##### Provided text #####
# Formatting Weirdness



## Richards (Nov 24, 2020)

I've discovered something weird in going over some of my Story Hour posts.  Every once in a while, whenever I use the italicize option it adds some sort of invisible "carriage return" at the end of it, such that anything following the italicized section drops down to the next line.  It doesn't happen every time but enough that it's puzzling me.  I've tried going in and changing it, but the only thing that seems to work is to un-italicize the word(s) in question.  When I do so, the rest of the sentence continues on the rest of the same line.  When I go back and italicize the word(s) again (either by hitting the italicize key or by using the "square bracket-i-square bracket" and "square bracket-/i-square bracket" formatting) it goes back to dropping the rest of the sentence down to the next line.

If it matters, I generally type up my Story Hour posts ahead of time in Notepad (using the square brackets for my italicizations and bolded text and whatnot) and then drop them into my next post.
#####
*Requests:*
1. In the formatting post, what program does Richards type Story Hour posts in ahead of time?
2. Return the part of the formatting post from "If it matters, I" up to and including "my next post.", copied word for word.
3. Carry the forum post about italics formatting forward from the point where it stops.
##### Dataset section #####
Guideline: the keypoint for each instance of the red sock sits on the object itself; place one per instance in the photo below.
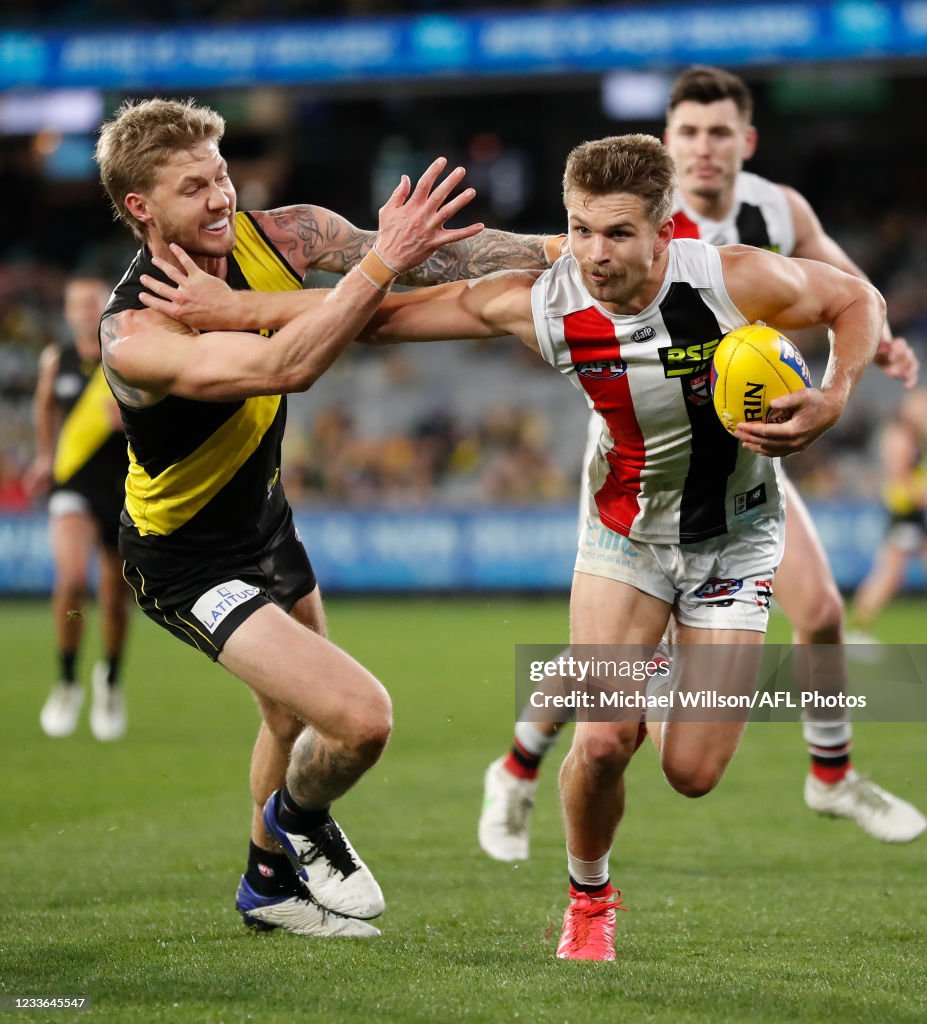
#####
*Responses to the exercise:*
1. Notepad

2.
If it matters, I generally type up my Story Hour posts ahead of time in Notepad (using the square brackets for my italicizations and bolded text and whatnot) and then drop them into my next post.

3.
Has anybody else experienced this?  I'm assuming it's something that changed recently with the software, because I've found instances of much older posts in my previous Story Hours that didn't used to be that way.  And I'm not sure why it affects some instances of italicized text but not others.

Johnathan


----------



## Drazen (Nov 24, 2020)

Hmmmm....
hmmm..
hmm.
hm.
hru~


I seem to think i'm confused.
Would you.... lessen the IQ of this question?


----------



## Richards (Nov 24, 2020)

The unit leader, a female drow cleric in _ironsilk full plate armor_, cast a _bless_ spell over her own troops, right as Utred plucked a bead from his _necklace of fireballs_ and hurled it into a cluster of drow warriors.  One drow was burned to death almost immediately, while the exploding flames caused pain to another warrior, the cleric, and both of her bodyguards.

The above is a short paragraph from one of my Story Hours.  For some reason, the third use of italicized text results in a carriage return of some type.  I'm trying to figure out why.

Johnathan


----------



## Drazen (Nov 24, 2020)

Richards said:


> The unit leader, a female drow cleric in _ironsilk full plate armor_, cast a _bless_ spell over her own troops, right as Utred plucked a bead from his _necklace of fireballs_ and hurled it into a cluster of drow warriors.  One drow was burned to death almost immediately, while the exploding flames caused pain to another warrior, the cleric, and both of her bodyguards.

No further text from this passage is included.